(Point annotation dataset records)
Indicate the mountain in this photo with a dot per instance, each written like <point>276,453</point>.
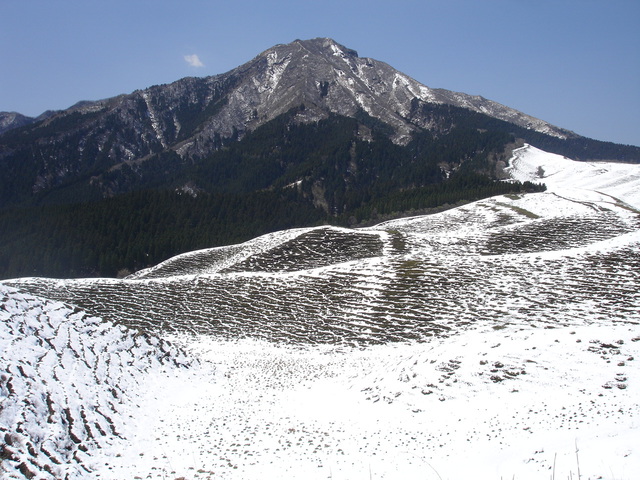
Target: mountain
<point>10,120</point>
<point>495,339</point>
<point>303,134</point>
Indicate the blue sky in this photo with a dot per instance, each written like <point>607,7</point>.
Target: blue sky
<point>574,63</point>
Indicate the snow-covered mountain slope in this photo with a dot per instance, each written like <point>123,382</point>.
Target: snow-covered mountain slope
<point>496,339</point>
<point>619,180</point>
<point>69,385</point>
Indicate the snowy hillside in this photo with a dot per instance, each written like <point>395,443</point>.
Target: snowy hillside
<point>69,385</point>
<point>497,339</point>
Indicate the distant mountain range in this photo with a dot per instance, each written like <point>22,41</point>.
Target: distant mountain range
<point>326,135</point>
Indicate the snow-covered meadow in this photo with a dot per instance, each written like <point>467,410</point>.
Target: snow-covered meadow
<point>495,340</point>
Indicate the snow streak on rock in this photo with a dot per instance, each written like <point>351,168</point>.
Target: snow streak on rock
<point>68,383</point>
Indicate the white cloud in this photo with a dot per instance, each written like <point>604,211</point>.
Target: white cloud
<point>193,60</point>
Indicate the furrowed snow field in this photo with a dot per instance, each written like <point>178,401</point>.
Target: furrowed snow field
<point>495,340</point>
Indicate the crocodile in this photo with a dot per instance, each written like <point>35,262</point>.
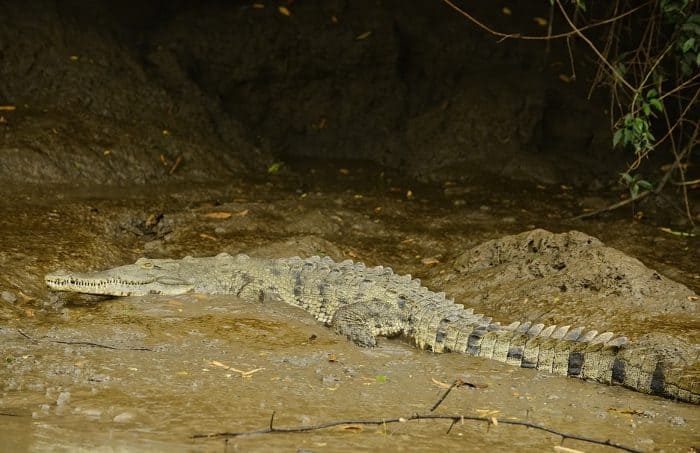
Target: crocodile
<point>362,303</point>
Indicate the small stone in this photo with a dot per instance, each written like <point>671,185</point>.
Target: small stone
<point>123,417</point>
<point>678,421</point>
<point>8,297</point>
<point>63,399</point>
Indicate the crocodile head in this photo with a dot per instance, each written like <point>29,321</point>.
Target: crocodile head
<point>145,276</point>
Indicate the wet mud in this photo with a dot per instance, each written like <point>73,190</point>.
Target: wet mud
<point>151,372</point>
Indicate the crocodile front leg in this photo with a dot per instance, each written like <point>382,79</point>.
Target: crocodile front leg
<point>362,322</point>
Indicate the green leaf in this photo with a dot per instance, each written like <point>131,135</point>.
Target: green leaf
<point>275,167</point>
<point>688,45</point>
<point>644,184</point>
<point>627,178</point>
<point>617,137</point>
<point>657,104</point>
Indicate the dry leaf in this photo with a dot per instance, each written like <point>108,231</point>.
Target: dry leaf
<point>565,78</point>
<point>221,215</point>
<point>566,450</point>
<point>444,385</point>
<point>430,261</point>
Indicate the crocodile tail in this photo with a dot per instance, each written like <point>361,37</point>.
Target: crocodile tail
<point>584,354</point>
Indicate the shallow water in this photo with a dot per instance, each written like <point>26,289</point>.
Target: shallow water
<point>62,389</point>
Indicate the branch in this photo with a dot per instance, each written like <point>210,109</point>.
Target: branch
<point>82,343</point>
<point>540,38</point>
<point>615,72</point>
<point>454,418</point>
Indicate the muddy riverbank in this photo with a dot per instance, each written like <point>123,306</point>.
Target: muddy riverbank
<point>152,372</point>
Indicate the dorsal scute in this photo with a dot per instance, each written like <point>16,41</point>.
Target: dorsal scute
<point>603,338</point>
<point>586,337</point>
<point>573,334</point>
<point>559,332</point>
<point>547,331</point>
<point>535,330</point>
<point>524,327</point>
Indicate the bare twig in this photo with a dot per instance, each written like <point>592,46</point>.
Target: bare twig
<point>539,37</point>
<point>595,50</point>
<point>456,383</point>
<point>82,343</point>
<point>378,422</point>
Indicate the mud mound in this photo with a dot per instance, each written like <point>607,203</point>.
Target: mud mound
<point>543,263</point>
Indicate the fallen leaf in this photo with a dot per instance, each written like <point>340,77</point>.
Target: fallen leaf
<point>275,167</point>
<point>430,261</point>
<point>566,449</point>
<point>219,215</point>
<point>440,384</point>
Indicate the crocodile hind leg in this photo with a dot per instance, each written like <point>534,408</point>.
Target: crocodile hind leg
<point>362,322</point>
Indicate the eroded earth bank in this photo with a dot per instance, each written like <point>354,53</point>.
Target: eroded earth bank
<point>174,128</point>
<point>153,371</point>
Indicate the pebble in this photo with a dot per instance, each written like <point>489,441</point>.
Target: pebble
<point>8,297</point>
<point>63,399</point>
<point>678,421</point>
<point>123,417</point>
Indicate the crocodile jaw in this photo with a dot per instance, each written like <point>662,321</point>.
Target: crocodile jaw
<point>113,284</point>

● **GOAL**
Could you rewrite all of the records above with every "in this photo" changed to "in this image" and everything else kept the same, leaving the pictures out?

● **FINISHED EXERCISE**
Indicate the mountain in this image with a dot per instance, each written like <point>276,453</point>.
Target: mountain
<point>10,120</point>
<point>495,339</point>
<point>303,134</point>
Indicate the blue sky in this image with a dot per instance, each written like <point>607,7</point>.
Target: blue sky
<point>574,63</point>
Indicate the snow-covered mountain slope in this image with a dot per instance, each written like <point>123,382</point>.
Target: snow-covered mountain slope
<point>496,339</point>
<point>619,180</point>
<point>69,385</point>
Indicate the snowy hillside in this image with a dot per instance, each written like <point>395,443</point>.
Target: snowy hillside
<point>69,385</point>
<point>497,339</point>
Indicate the distant mountain range in this image with a dot per instance, each written like <point>22,41</point>.
Target: distant mountain range
<point>326,135</point>
Indicate the snow-covered meadow in this image with a dot per instance, each written like <point>467,410</point>.
Target: snow-covered meadow
<point>495,340</point>
Indicate the snow streak on rock in this image with a dot per instance, each written like <point>351,168</point>.
Target: snow streak on rock
<point>68,383</point>
Indicate the white cloud in this image with a dot per instance, each written like <point>604,211</point>.
Target: white cloud
<point>193,60</point>
Indicate the furrowed snow field in this image with a dot per instance, each written like <point>178,401</point>.
Target: furrowed snow field
<point>495,340</point>
Indicate the crocodile in this image with a dot per instance, each written like <point>35,262</point>.
Target: crocodile
<point>362,303</point>
Indicate the small stone in this image with a dot per instance, each written like <point>671,185</point>.
Target: small stone
<point>123,417</point>
<point>678,421</point>
<point>8,297</point>
<point>63,399</point>
Indicate the crocodile head in this image with a dot per instance, each written like <point>29,321</point>.
Target: crocodile head
<point>145,276</point>
Indicate the wet mud in this image with a dot per instance, each written like <point>73,190</point>.
Target: wet mud
<point>151,372</point>
Indicate the crocodile front leg in this image with a dot per instance, each written like <point>382,79</point>.
Target: crocodile front leg
<point>362,322</point>
Indicate the green leaf in this image with a dot per instance, each written like <point>131,135</point>.
Target: green leaf
<point>275,167</point>
<point>688,45</point>
<point>644,184</point>
<point>627,178</point>
<point>617,137</point>
<point>657,104</point>
Indicate the dry leaf in this image with a dot per instance, each written like <point>108,231</point>.
Target: dry leaf
<point>565,78</point>
<point>221,215</point>
<point>566,450</point>
<point>444,385</point>
<point>430,261</point>
Indicate the crocodile tail in this image with a dot per instance, each written like <point>361,37</point>.
Target: crocodile tail
<point>584,354</point>
Indicate the shallow water in this image with a dot per instance, each written like <point>26,289</point>.
Target: shallow water
<point>62,389</point>
Indicate the branch in this image with a dot per instance, each written like <point>210,109</point>.
Target: branch
<point>82,343</point>
<point>540,38</point>
<point>615,72</point>
<point>454,418</point>
Indicate the muddy riverbank in this image with a dot per instance, each written like <point>123,306</point>.
Target: muddy riverbank
<point>152,372</point>
Indicate the dorsal scute in this image with a dot per instance, each written like <point>16,41</point>.
Target: dorsal scute
<point>603,338</point>
<point>586,337</point>
<point>573,334</point>
<point>559,332</point>
<point>547,331</point>
<point>535,330</point>
<point>524,327</point>
Indicate the bare twig in this image with a dot per instance, each written like <point>592,46</point>.
Target: bare twig
<point>539,37</point>
<point>595,50</point>
<point>456,383</point>
<point>82,343</point>
<point>378,422</point>
Indicate the mud mound in this image with a dot per instance, each written like <point>607,203</point>.
Target: mud mound
<point>543,263</point>
Indicate the fallen leaf in this image with a dot per instance, each written like <point>340,77</point>.
Target: fallen leaf
<point>275,167</point>
<point>430,261</point>
<point>566,449</point>
<point>219,215</point>
<point>440,384</point>
Indicate the crocodile hind leg in this image with a dot per instance, each written like <point>534,408</point>.
Target: crocodile hind leg
<point>362,322</point>
Indicate the eroded earth bank in this image with a dot per instance, each written like <point>354,53</point>.
Target: eroded earth bank
<point>174,128</point>
<point>153,371</point>
Indicate the pebble in this image with a dot per instance, each written like <point>489,441</point>.
Target: pebble
<point>8,297</point>
<point>63,399</point>
<point>678,421</point>
<point>123,417</point>
Indicate the crocodile jaw in this image with a dot per instance, each written like <point>662,321</point>.
Target: crocodile jaw
<point>113,284</point>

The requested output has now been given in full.